◆ Exercise description
Reproduce the lines below, substituting "Lab Exercise" for every occurrence of "Lab Practical" and leaving all other text unchanged.
╭─ Records supplied
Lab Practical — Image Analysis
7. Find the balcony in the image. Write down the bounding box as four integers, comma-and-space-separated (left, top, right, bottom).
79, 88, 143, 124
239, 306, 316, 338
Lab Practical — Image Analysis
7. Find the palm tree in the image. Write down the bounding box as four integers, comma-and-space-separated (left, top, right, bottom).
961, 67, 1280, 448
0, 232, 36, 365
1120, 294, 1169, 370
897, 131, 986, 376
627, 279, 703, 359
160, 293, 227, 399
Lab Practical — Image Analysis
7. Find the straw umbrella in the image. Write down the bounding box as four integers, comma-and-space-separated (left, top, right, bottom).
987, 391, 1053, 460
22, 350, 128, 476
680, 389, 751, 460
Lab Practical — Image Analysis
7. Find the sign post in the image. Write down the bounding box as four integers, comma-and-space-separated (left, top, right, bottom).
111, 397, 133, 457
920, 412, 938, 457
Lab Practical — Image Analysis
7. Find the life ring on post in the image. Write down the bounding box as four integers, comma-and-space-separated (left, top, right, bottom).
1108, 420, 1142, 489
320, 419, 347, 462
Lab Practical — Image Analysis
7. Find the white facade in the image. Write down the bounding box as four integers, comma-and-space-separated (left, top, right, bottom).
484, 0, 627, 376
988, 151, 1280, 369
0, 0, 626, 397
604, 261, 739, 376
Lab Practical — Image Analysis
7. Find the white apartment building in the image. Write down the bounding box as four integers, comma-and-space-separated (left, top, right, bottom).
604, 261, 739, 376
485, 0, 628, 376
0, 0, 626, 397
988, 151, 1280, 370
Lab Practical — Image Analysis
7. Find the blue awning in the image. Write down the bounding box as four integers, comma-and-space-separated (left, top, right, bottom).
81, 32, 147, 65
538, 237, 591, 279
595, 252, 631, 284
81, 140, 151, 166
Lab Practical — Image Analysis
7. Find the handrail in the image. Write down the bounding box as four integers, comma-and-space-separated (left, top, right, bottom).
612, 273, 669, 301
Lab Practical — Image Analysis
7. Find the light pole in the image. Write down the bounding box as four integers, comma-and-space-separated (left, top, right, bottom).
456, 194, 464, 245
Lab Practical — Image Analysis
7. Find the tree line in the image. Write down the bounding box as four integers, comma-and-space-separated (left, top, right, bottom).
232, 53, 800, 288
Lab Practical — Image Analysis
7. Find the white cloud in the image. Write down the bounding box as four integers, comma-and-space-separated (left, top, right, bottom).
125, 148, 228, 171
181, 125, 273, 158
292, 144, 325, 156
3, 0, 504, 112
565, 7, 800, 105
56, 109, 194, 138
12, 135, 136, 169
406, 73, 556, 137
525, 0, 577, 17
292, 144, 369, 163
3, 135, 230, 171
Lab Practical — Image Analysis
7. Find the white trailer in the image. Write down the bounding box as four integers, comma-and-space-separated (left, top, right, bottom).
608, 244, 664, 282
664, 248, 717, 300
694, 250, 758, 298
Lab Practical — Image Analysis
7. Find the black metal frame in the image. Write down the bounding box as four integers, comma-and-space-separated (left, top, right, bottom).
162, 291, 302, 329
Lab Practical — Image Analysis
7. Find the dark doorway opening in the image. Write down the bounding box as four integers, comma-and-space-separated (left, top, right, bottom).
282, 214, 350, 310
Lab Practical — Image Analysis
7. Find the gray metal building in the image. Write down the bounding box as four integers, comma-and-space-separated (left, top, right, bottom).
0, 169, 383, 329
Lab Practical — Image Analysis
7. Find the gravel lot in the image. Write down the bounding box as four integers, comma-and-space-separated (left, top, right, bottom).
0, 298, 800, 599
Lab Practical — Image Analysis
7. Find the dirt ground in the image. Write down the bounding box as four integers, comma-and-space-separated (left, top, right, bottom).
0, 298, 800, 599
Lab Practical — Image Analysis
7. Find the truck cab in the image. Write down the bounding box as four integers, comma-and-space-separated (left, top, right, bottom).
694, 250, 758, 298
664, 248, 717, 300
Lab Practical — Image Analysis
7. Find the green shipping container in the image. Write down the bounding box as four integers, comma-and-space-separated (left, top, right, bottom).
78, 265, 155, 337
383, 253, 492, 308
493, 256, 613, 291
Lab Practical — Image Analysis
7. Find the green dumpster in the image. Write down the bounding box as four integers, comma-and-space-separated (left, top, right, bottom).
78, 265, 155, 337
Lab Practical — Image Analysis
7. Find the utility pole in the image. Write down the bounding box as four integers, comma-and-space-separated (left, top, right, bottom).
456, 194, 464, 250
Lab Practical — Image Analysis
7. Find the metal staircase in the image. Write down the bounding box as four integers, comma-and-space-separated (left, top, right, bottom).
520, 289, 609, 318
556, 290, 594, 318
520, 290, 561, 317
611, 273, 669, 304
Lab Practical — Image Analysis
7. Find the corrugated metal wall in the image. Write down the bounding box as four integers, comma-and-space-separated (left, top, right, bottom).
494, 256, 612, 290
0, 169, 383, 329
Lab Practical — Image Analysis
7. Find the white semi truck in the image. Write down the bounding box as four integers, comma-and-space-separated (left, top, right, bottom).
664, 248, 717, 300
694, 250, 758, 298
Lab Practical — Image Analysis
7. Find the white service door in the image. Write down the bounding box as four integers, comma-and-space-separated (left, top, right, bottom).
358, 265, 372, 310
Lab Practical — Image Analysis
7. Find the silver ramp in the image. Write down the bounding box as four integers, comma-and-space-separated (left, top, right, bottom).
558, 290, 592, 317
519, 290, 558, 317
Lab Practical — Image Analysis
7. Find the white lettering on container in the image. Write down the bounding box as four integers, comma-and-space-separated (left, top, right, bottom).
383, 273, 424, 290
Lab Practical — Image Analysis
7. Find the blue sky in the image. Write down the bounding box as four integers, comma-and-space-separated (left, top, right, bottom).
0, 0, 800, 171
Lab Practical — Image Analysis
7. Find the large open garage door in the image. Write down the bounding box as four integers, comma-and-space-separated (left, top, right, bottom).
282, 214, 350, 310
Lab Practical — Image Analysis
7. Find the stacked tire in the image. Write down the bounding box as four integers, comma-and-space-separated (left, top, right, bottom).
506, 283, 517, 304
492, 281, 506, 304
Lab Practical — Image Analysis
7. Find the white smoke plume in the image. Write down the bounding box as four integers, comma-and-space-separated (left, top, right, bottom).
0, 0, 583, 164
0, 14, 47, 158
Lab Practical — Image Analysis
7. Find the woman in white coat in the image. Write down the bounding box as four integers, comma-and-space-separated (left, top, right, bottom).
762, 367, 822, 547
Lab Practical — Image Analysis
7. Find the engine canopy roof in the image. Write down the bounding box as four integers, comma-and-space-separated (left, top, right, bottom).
╰─
◆ The result
Lab Exercise — Image Analysis
7. Find the balcony in the image. Write down the bounding box as four integers, comma-and-space-separated (left, top, right, bottom).
79, 88, 143, 124
239, 306, 316, 338
Lab Exercise — Image Analysis
7. Find the palm tree in the image. Write down the bounding box as four integers, comma-and-space-separated (left, top, right, bottom).
961, 67, 1280, 448
0, 232, 36, 365
1120, 294, 1169, 370
897, 131, 986, 376
627, 279, 703, 359
160, 293, 227, 399
Lab Exercise — Image Analysis
7. Find the straw umbrella in the image. Write down the bounding box as four integers, comma-and-space-separated (left, top, right, bottom).
987, 391, 1053, 460
22, 350, 128, 476
680, 389, 751, 460
Lab Exercise — Image Analysis
7. Find the sign post in the image. Write down the bounding box as four integers, comma-and-space-separated (left, top, right, bottom).
111, 397, 133, 457
920, 412, 938, 457
Lab Exercise — Image Analysis
7. Find the life ring on post in the image. Write down the bounding box as four integers, comma-and-space-separated (left, top, right, bottom).
1108, 420, 1142, 489
320, 419, 347, 462
Lab Exercise — Image Analysis
7. Find the white facade in the image. Write down the bounding box as four integers, comma-and-space-separated (left, top, right, bottom).
484, 0, 627, 376
988, 151, 1280, 369
0, 0, 626, 397
604, 261, 739, 376
Lab Exercise — Image Analysis
7. Find the white apartment building in the image. Write down the bounding box as four integers, comma-and-space-separated (left, top, right, bottom).
604, 261, 739, 376
485, 0, 628, 376
0, 0, 626, 397
988, 151, 1280, 370
Lab Exercise — Image Analysis
7. Find the blue awning in the image. Write down the bounding box as four integers, comma-and-space-separated (left, top, right, bottom).
81, 32, 147, 65
538, 237, 591, 279
595, 252, 631, 284
81, 140, 151, 166
Lab Exercise — Image Analysis
7. Find the handrail in the image. Write down the bounding box as four integers, comma-and-space-separated (left, top, right, bottom).
612, 273, 669, 301
Lab Exercise — Image Analysis
7. Find the light pole in the image. Write down the bounding box as four integers, comma-and-space-separated (left, top, right, bottom).
456, 194, 464, 245
Lab Exercise — Image Analysis
7. Find the tree line in the image. Write down the bounding box as four integers, comma-and-space-separated (left, top, right, bottom).
232, 53, 800, 288
Lab Exercise — Image Analysis
7. Find the white cloud in the image. Write down the bounding box as four integers, comma-and-space-separated (left, top, right, bottom).
125, 148, 228, 171
181, 125, 273, 158
292, 144, 325, 156
3, 0, 504, 112
565, 7, 800, 105
56, 109, 194, 138
12, 135, 136, 169
406, 73, 556, 137
525, 0, 577, 17
292, 144, 369, 163
3, 135, 230, 171
Lab Exercise — Image Analysis
7. Find the white trailer in the image. Write down the bounding box as four integers, comma-and-space-separated (left, top, right, bottom).
608, 244, 664, 282
664, 248, 717, 300
694, 250, 758, 298
Lab Exercise — Image Analysis
7. Find the black metal frame in the image. Write down the bounding box as four integers, comma-and-space-separated (left, top, right, bottom).
162, 291, 302, 329
Lab Exercise — Image Analysis
7. Find the dark doorway opening in the image. Write down the bounding box as four integers, comma-and-space-separated (left, top, right, bottom).
282, 214, 350, 310
Lab Exercise — Image Analysis
7. Find the gray metal building in the image. Write down the bounding box as four integers, comma-and-space-separated (left, top, right, bottom).
0, 169, 383, 329
Lab Exercise — Image Analysis
7. Find the gravel lot in the image. Write down the bounding box as four integers, comma-and-space-separated (left, top, right, bottom).
0, 298, 800, 599
Lab Exercise — Image Analysis
7. Find the dirt ground in the image. Write down the bounding box as four integers, comma-and-space-separated (left, top, right, bottom).
0, 298, 800, 599
Lab Exercise — Image Analysis
7. Find the truck cab in the image. Write down the bounding box as four integers, comma-and-space-separated (left, top, right, bottom).
694, 250, 758, 298
664, 248, 717, 300
Lab Exercise — Image Analysis
7. Find the green shipping container in the image. Write down the bounding box as four integers, comma-and-space-separated (left, top, right, bottom).
78, 265, 155, 337
383, 253, 492, 308
493, 256, 613, 291
Lab Exercise — Image Analysis
7. Find the green dumpster in the image. Write down the bounding box as four integers, comma-and-space-separated (left, top, right, bottom).
78, 265, 155, 337
Lab Exercise — Image Analysis
7. Find the utility pole in the image. Write down the bounding box as four integers, comma-and-space-separated (left, top, right, bottom).
456, 194, 464, 250
Lab Exercise — Image Analysis
7. Find the metal staircase in the image. Write down the bounding box as four integers, comma-and-space-separated (left, top, right, bottom).
520, 289, 609, 318
556, 290, 594, 318
520, 290, 561, 317
611, 273, 669, 304
Lab Exercise — Image Analysis
7. Find the corrugated metal wall in the image. Write down the bounding box as four integers, comma-and-space-separated (left, top, right, bottom).
494, 256, 612, 290
0, 169, 383, 329
Lab Exercise — Image Analysis
7. Find the white semi truck in the image. Write down the bounding box as four integers, comma-and-space-separated (left, top, right, bottom).
664, 248, 717, 300
694, 250, 758, 298
Lab Exercise — Image Analysis
7. Find the white service door in the image. Write down the bounding box as four integers, comma-and-space-separated (left, top, right, bottom).
358, 265, 372, 310
Lab Exercise — Image Analysis
7. Find the silver ramp in the image. Write down the bounding box as four integers, comma-and-space-separated (left, top, right, bottom).
558, 290, 592, 317
519, 290, 558, 317
Lab Exercise — Image Analysis
7. Find the white lettering on container in the image. Write down the bounding box as four integers, comma-and-space-separated (left, top, right, bottom).
383, 273, 424, 290
Lab Exercise — Image Analysis
7. Find the blue sky in the image. Write down the bounding box as four integers, comma-and-space-separated (left, top, right, bottom).
0, 0, 800, 171
Lab Exercise — Image Analysis
7. Find the large open garage door in the image. Write down the bounding box as four integers, comma-and-space-separated (left, top, right, bottom).
282, 214, 350, 310
Lab Exercise — Image Analysis
7. Find the stacked tire in the image. Write down the bounding box as four integers, comma-and-space-separated (left, top, right, bottom).
506, 283, 517, 304
492, 281, 506, 304
Lab Exercise — Image Analysis
7. Find the white smoke plume in the image. Write down the bounding box as four integers, comma-and-space-separated (left, top, right, bottom).
0, 0, 583, 164
0, 14, 47, 158
Lab Exercise — Image Analysis
7. Find the woman in white coat in the image. Write down the bounding box as four integers, comma-and-space-separated (left, top, right, bottom).
762, 367, 822, 547
Lab Exercise — Image Analysis
7. Find the engine canopy roof in the image. Write down the bounding box as four integers, comma-and-space-separated (left, top, right, bottom).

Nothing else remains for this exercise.